* WORK INSTRUCTIONS *
• a. Answer these questions about the account of a visit to North Korea:
(i) In which city is the account dated?
(ii) By what principle were the gifts in the International Friendship Exhibition Hall divided?
(iii) Which region did the writer first choose to visit, and what link to the writer does the account give for it?
• b. Carry on the account of the visit to North Korea from its last sentence.

Beijing, 28 June 2014
The first time my wife and I went to North Korea, we were given the royal treatment – well, not royal since we were in a Socialist paradise, but out of the ordinary. We were taken to the place where the Great Leader Kim Il-sung was born. We were taken to the national museum which showed Korea’s glorious history from the earliest times up to the defining moment when the Great Leader (and his family) took over. And we were taken to the International Friendship Exhibition Hall outside of Pyongyang.
The point of this massive building was to show the people of North Korea, and ignorant visitors like ourselves, that contrary to what the cynical capitalists might say about the Great Leader being a political pariah he was actually very much loved by peoples from all over the world. As testimony to this blindingly obvious fact, the building housed the tens of thousands, maybe hundreds of thousands, of gifts which he had received during his reign, from the mightiest of mighty personalities (heads of state and suchlike) to the lowliest of the lowly (a local communist youth league from some benighted country, for instance). These are all lovingly laid out in high-end display cabinets which are spread out through hundreds of rooms over seven or eight floors. Someone with a tidy frame of mind, perhaps the Great Leader himself, had neatly divided all the gifts by geographical region of provenance (Africa, Asia, and so on). When we arrived, the guide asked us what region we wanted to visit. Much to her surprise, I plumped for Africa, continent of my birth. Rather disappointed she took us there, but once we had visited that part of the collection, she beamed her approval when we said we now wanted to visit Europe, obviously where we should have been the whole time.

* Records from a data source *

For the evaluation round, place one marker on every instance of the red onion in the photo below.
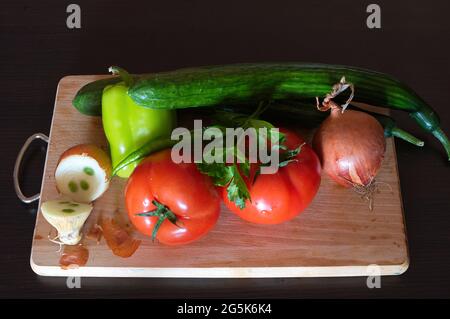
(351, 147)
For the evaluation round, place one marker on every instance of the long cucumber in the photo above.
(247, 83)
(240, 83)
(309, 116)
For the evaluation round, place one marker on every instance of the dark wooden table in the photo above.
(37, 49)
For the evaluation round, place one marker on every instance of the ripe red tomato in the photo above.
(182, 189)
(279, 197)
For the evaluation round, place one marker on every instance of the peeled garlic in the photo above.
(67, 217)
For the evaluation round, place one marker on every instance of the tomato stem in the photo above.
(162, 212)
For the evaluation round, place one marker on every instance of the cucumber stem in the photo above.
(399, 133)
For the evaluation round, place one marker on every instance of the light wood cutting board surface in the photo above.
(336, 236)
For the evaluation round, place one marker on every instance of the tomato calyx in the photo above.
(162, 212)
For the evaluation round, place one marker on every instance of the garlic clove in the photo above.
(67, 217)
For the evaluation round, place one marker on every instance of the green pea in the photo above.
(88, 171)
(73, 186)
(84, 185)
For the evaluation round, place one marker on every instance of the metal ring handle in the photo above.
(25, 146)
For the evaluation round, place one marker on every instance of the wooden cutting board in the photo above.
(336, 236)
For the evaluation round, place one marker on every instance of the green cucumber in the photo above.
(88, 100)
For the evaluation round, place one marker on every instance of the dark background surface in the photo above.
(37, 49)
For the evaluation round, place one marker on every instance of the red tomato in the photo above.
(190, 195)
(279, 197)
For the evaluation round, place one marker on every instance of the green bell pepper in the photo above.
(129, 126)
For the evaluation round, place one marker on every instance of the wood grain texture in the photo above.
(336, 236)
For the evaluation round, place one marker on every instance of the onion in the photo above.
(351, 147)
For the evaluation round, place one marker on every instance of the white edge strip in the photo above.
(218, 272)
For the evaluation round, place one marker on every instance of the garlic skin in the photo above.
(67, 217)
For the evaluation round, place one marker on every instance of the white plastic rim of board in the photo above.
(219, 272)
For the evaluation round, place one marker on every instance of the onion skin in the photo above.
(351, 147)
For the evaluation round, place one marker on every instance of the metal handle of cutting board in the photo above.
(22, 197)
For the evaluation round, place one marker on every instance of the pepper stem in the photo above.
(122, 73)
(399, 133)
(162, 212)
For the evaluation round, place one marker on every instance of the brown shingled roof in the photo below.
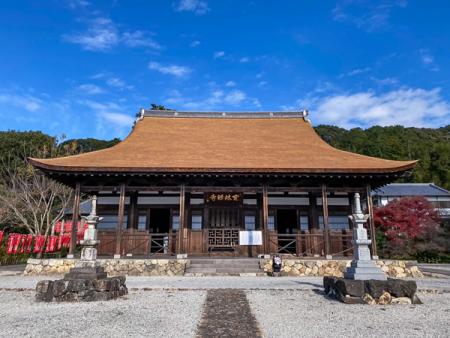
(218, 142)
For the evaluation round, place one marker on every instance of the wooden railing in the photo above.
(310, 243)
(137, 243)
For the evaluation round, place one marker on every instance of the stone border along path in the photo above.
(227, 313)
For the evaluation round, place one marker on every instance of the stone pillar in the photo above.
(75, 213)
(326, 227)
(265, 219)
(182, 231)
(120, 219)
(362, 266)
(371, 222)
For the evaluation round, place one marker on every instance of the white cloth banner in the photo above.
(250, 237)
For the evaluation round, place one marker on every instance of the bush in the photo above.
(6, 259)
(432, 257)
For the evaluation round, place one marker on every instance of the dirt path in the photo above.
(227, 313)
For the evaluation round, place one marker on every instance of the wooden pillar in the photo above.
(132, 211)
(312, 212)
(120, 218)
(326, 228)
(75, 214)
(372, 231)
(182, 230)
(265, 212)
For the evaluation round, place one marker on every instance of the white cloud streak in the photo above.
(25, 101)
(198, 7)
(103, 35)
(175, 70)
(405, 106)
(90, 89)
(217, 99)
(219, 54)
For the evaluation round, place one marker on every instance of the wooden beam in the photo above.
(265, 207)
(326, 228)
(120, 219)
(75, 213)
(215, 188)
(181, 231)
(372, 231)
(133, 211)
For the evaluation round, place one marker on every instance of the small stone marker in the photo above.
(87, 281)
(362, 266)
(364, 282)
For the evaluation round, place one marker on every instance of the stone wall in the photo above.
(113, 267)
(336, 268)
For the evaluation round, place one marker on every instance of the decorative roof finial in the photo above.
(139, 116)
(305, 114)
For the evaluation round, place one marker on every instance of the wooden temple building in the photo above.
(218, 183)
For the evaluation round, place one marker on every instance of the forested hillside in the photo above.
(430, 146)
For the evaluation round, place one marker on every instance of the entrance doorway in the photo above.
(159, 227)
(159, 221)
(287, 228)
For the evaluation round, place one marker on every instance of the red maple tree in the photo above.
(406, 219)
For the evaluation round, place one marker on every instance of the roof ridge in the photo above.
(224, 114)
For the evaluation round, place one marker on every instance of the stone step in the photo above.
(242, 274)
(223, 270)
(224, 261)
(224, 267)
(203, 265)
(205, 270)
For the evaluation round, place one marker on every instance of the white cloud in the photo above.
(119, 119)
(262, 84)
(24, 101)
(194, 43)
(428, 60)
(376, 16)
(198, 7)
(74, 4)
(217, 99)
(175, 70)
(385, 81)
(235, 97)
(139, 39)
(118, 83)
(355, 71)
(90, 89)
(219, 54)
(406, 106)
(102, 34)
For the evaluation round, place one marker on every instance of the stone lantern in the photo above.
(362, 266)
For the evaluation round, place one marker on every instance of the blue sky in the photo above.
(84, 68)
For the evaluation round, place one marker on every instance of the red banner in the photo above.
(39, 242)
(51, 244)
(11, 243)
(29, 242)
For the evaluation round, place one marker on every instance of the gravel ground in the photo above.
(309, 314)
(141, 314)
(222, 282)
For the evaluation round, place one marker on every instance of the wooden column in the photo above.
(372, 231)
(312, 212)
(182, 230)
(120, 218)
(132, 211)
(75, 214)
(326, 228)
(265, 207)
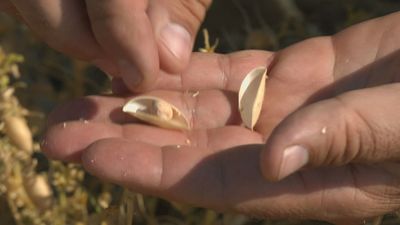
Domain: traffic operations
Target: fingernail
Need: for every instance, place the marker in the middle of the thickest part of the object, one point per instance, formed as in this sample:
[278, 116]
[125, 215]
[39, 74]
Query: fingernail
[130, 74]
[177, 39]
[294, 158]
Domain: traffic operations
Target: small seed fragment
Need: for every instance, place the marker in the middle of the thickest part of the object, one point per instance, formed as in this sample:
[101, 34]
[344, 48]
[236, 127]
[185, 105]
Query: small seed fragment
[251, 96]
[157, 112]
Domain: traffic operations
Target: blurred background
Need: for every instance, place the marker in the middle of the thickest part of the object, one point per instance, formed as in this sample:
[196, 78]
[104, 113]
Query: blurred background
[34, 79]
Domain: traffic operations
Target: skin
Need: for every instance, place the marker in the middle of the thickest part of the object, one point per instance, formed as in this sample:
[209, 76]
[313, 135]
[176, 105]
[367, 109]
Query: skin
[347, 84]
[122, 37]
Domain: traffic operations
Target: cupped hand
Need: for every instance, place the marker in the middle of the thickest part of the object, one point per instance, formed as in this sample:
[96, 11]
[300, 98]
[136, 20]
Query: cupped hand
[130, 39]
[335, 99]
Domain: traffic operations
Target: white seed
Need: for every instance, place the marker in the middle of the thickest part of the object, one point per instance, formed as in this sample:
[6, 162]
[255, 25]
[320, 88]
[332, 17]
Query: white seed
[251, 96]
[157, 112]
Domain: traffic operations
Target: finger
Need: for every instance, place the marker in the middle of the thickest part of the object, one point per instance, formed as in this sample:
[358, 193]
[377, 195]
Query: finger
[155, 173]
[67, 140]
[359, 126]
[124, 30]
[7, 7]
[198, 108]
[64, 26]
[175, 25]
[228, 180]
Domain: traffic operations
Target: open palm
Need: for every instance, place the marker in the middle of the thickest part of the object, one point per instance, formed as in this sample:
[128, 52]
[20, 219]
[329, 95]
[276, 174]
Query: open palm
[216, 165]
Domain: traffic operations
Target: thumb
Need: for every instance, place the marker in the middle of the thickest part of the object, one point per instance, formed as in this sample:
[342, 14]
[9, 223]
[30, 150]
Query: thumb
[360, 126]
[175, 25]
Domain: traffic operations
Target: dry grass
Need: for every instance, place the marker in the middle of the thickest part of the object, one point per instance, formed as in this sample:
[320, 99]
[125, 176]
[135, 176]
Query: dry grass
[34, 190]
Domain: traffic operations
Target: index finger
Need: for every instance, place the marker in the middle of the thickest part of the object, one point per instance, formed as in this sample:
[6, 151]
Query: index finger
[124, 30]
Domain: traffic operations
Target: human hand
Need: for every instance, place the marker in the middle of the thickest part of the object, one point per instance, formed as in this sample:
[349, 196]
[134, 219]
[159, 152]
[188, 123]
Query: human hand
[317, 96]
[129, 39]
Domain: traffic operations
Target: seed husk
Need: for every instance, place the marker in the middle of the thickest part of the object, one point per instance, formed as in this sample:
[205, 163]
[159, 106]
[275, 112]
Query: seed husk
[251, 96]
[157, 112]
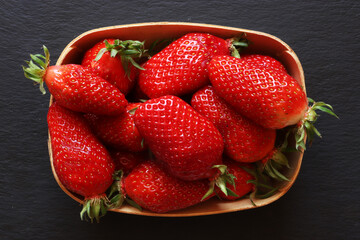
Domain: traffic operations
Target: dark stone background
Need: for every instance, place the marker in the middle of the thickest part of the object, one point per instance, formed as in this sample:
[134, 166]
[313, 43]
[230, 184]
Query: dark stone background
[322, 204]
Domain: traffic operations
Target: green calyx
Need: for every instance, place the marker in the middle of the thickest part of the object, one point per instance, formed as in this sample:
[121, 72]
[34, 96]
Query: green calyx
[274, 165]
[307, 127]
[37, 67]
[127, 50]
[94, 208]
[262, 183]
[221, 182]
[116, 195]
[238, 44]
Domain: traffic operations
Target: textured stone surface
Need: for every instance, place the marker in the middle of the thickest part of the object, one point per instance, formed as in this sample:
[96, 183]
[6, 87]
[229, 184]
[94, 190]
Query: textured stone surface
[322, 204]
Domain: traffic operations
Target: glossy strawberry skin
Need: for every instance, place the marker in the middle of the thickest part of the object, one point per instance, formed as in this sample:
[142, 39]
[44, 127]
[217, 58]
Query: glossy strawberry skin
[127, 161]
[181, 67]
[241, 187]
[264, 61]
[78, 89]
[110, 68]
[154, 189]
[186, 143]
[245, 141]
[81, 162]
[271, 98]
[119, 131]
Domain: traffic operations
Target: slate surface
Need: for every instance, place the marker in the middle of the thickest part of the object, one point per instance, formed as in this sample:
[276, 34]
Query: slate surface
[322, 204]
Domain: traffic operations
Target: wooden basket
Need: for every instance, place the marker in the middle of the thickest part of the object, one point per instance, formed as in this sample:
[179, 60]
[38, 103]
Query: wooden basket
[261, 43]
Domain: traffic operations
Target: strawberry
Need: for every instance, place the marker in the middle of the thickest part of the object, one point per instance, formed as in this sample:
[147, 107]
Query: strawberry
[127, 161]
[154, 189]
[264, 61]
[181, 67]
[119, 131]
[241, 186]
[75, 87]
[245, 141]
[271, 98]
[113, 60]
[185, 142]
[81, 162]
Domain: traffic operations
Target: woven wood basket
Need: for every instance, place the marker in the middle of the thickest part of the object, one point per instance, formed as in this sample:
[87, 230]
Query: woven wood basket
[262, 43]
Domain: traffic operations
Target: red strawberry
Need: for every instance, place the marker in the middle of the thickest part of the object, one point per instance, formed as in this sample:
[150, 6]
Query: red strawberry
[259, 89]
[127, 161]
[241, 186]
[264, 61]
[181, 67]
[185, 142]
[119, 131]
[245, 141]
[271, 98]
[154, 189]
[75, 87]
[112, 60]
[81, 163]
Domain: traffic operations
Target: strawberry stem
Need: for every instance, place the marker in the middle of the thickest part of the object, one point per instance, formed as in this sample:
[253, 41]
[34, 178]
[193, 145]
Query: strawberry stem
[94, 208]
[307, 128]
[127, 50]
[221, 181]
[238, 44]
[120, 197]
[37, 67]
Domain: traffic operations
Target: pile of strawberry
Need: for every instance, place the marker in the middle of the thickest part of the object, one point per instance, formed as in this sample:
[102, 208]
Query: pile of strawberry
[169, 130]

* SET OF ANSWERS *
• a.
(i) Beijing.
(ii) By geographical region of provenance.
(iii) Africa, the continent of the writer's birth.

• b.
The whole experience was totally surreal. The place was spotlessly clean, so clean, so antiseptic, that we were required to put on shoe-covers. We were there in early November, and it was nice and warm inside the Exhibition Hall, in stark contrast to every other building in the country which we had visited, which were cold and dank – the population was expected to save on precious imported fuel. The lights were motion-sensitive, so rooms instantly lit up the moment we walked in and blacked out the moment we left them (there wasn’t a single window in the place). All of this hoopla for displaying gifts which were really very, very ordinary and in some cases in embarrassingly bad taste. If I had been given these gifts, after thanking the giver politely and waving him off at the door, I would have promptly put 99% of them in the attic for future “recycling”. We had to keep reminding ourselves that the whole point of this grotesque exercise was to show the viewer – again and again, obsessively – that the Great Leader was adored by all the peoples of the world. As a grand finale to all of this, the guide ushered us into a large room with a diorama at one end of Korea’s famous Mount Paektu and a Mme Tussauds-like wax reproduction of the Great Leader standing in front of it with a benign, grandfatherly smile on his face. As we walked in, piped concert music swelled to a crescendo and the North Koreans who were with us bowed deeply (we stood there, not knowing quite what to do, shifting from foot to foot, rather like atheists in a church).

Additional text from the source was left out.